● **WHAT YOU WILL DO**:
1 – Repeat the stretch of the IPv6 Deployment post from "IPv6 scanning has" through "SLAAC, and NDP.", swapping "handsets" for "mobile devices".
2 – Answer these questions using the IPv6 Deployment post:
(a) What hit rate did RGen/RPattern achieve in experiments?
(b) Which organization is Nguyen Van Binh listed with?
(c) How many of Viet Nam's people are online?

● **TEXT**:
****

09/18/2025 | Press release | Distributed by Public on 09/17/2025 20:10
Pham Tien Huy presents during the IPv6 Deployment session at APNIC 60.
At APNIC 60, during the IPv6 Deployment session, several presentations explored the state of IPv6 research, deployment, and adoption - from scanning techniques and national transition strategies to operational rollouts. Together, they highlighted how IPv6 continues to evolve across research, policy, and practice, with a clear shift towards IPv6-only. This post explores those presentations.
Survey on IPv6 scanning techniques and a new target generation algorithm for IPv6 Scanning
Presenter: Ren Gang, Tsinghua University
Understanding the active IPv6 address space is critical for cybersecurity, and the challenge is the same for both defenders and attackers: How to map the active space.
Passive monitoring can reveal patterns of usage, while active scanning has been highly effective in IPv4. But with IPv6's vast space, scanning relies on smart target generation using seed data and modelling. This carries risks such as repeatedly scanning addresses that resolve to a single host.
IPv6 scanning has evolved from simple statistical models (2015) to cluster models in the early 2020s and now to Machine Learning (ML). In this presentation, Ren introduced RGen/RPattern, a real-time pattern mining algorithm that reflects the dynamics of address selection in handsets, DHCPv6, SLAAC, and NDP.
Experiments showed RGen/RPattern achieved a 58% hit rate, which is 23% higher than the current benchmark, 6Subpattern. The study also flagged ongoing difficulties with 'seedless' regions, pointing to future work in seed collection and deep learning. The key lesson: ML-based models significantly improve hit rates when scanning for active IPv6 addresses.
Watch Ren's APNIC 60 presentation now:
IPv6 and IPv6-only promotion and deployment of Viet Nam
Presenter: Nguyen Van Binh, VNNIC
As highlighted in Vu The Binh's keynote, Viet Nam is a massive regional and global success story of IPv6 penetration. The economy of 100 million people has 80 million online, with above 60% visible in the economy from independent measurement and over 80% IPv6-capable in the mobile sector, as assessed by the Viet Nam ISP industry. Nguyen Van Binh's talk drilled down into some of the approaches that have helped achieve this growth.

****

● **RECORD EXTRACTS**:
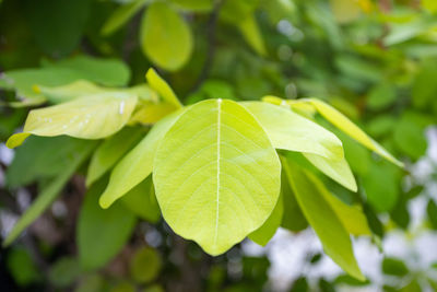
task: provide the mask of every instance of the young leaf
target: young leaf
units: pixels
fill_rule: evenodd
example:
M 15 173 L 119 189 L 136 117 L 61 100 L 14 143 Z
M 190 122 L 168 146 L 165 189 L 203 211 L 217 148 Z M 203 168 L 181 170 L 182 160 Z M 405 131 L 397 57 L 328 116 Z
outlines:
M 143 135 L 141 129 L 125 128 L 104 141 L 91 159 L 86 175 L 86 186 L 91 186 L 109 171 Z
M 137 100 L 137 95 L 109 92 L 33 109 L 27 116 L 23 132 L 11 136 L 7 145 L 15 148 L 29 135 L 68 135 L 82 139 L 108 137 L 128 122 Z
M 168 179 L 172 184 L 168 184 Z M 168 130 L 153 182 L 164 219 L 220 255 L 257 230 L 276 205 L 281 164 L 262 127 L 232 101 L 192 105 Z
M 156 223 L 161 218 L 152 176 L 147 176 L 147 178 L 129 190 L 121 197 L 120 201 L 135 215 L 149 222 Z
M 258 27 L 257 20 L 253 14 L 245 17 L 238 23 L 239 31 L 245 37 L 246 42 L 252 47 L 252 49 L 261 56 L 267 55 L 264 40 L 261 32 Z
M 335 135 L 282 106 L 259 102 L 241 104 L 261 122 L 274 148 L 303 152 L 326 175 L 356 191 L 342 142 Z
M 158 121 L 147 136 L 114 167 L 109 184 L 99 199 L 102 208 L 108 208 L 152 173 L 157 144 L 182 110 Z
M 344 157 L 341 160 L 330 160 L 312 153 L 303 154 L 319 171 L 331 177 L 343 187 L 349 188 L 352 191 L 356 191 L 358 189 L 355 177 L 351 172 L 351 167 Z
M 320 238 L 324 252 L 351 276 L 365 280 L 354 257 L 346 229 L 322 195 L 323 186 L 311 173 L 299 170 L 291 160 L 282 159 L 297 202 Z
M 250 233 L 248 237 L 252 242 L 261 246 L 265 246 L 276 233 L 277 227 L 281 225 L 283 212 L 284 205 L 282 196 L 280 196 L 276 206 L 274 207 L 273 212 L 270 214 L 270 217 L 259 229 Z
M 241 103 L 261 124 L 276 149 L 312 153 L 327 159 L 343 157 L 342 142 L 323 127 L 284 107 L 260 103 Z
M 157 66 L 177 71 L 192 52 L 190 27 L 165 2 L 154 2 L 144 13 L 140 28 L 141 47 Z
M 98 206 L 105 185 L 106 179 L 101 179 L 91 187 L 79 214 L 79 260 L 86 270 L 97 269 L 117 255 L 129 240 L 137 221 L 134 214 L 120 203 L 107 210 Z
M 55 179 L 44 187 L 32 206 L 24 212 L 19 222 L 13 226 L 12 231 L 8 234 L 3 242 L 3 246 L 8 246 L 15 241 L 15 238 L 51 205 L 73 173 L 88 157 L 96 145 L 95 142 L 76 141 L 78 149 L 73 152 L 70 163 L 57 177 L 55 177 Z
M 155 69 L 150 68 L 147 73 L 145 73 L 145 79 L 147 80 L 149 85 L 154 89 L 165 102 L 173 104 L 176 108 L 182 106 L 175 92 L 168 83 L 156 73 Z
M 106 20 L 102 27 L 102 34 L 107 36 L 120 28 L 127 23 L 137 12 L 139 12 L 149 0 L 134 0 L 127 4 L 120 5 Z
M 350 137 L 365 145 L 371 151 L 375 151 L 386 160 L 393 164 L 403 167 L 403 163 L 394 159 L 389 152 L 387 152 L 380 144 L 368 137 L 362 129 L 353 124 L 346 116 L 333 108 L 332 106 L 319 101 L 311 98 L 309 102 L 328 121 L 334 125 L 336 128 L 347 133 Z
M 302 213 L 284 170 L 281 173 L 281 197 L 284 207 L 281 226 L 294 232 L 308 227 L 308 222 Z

****

● **RESULTS**:
1 –
IPv6 scanning has evolved from simple statistical models (2015) to cluster models in the early 2020s and now to Machine Learning (ML). In this presentation, Ren introduced RGen/RPattern, a real-time pattern mining algorithm that reflects the dynamics of address selection in mobile devices, DHCPv6, SLAAC, and NDP.

2 –
(a) 58%
(b) VNNIC
(c) 80 million